### GOAL OF THE EXERCISE
Report every line in the entries below that contains the word "foam", copying each such line in full.

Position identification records
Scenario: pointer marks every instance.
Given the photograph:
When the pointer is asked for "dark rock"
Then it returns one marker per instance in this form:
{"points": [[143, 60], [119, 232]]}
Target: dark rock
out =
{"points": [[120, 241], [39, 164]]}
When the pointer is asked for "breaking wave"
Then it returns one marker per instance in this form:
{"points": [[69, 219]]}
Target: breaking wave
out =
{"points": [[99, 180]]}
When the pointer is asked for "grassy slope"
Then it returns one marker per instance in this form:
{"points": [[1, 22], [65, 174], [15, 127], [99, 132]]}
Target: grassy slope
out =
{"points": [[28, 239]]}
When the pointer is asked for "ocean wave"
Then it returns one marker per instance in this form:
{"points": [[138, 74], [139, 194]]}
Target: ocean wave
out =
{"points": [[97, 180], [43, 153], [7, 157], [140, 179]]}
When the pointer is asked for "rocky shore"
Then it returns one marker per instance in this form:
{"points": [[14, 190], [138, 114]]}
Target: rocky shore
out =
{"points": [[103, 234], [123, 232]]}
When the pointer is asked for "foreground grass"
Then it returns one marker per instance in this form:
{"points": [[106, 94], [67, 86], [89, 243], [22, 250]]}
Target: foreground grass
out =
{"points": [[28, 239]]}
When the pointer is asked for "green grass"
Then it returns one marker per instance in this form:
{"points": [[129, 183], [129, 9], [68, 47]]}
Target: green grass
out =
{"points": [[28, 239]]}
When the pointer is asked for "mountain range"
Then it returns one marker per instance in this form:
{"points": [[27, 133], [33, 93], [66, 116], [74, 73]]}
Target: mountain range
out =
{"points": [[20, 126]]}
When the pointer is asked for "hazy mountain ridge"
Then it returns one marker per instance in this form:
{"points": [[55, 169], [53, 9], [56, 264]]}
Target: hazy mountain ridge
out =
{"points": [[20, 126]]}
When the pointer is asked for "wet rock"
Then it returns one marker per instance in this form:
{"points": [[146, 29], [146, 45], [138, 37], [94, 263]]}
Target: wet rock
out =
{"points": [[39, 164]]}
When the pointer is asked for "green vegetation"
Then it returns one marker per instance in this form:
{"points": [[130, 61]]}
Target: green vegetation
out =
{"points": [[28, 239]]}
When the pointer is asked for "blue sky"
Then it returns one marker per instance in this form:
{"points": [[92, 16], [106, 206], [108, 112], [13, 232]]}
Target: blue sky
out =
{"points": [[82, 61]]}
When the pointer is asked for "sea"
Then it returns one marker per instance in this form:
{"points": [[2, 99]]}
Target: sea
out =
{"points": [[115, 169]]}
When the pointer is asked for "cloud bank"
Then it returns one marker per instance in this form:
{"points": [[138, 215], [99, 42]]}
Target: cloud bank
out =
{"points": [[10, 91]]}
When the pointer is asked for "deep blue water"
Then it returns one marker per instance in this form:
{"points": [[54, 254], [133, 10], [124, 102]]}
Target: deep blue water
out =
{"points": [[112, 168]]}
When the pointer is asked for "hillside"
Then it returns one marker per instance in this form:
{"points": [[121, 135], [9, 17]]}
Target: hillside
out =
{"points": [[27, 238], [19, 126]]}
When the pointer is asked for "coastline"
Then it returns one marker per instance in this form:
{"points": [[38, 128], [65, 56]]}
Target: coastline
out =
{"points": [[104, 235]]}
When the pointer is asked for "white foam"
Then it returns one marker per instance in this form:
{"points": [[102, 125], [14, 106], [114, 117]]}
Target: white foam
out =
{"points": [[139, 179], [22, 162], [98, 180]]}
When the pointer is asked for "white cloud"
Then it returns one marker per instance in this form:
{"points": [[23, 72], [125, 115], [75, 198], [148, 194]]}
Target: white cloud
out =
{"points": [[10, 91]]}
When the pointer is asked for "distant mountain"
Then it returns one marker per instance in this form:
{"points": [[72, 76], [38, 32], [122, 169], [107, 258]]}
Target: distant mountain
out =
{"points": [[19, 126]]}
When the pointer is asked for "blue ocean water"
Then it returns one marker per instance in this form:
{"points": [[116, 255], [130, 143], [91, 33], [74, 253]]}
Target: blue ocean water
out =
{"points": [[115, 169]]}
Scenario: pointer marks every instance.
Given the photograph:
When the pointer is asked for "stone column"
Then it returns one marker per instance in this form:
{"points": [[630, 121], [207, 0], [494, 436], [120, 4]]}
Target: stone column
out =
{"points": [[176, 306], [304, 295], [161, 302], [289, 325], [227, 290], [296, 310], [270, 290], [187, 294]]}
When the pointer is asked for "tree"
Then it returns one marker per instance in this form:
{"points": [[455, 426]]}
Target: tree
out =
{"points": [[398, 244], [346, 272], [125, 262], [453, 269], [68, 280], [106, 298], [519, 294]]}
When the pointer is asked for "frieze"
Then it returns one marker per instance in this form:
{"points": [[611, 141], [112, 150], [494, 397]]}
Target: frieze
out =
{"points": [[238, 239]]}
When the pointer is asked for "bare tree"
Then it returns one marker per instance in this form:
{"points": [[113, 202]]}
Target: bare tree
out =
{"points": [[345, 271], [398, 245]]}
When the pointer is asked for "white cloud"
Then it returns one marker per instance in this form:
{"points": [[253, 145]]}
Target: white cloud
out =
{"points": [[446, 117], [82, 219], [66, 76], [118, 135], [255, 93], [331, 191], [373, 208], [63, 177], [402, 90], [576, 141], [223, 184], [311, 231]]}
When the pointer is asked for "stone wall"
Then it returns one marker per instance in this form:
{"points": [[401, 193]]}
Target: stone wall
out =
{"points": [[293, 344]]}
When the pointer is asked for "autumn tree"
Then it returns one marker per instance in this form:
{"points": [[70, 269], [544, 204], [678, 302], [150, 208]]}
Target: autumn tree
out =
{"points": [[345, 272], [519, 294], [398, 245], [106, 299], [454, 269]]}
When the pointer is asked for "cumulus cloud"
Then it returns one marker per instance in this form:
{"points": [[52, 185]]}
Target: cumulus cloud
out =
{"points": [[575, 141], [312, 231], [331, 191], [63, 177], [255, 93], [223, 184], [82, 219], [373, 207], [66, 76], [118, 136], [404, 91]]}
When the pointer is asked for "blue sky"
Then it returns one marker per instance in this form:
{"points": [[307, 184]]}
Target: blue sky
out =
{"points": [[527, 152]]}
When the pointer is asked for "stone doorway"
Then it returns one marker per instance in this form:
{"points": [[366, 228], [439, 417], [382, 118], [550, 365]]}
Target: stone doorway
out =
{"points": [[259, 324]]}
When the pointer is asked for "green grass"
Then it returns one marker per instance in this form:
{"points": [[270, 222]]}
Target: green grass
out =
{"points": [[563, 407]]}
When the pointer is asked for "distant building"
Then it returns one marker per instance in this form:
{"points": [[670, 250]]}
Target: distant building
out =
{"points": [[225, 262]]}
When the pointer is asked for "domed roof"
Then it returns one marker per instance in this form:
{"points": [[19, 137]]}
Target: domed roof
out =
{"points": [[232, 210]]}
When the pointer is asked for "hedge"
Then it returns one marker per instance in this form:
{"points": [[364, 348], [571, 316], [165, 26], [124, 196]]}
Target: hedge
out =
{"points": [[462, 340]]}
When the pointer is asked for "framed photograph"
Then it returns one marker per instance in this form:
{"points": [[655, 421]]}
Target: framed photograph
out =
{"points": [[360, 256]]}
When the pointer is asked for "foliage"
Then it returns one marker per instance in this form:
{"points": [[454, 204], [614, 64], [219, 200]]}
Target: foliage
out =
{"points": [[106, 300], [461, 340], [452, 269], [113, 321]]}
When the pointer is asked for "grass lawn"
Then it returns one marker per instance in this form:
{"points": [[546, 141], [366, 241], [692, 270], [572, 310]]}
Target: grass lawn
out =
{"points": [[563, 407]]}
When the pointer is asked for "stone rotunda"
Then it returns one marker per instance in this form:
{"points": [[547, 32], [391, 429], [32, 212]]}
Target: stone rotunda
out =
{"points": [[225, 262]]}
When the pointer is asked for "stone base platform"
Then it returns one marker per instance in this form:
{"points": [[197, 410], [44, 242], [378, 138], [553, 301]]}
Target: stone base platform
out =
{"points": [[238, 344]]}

### IN RESPONSE
When the pointer is asked for "white foam"
Target: white foam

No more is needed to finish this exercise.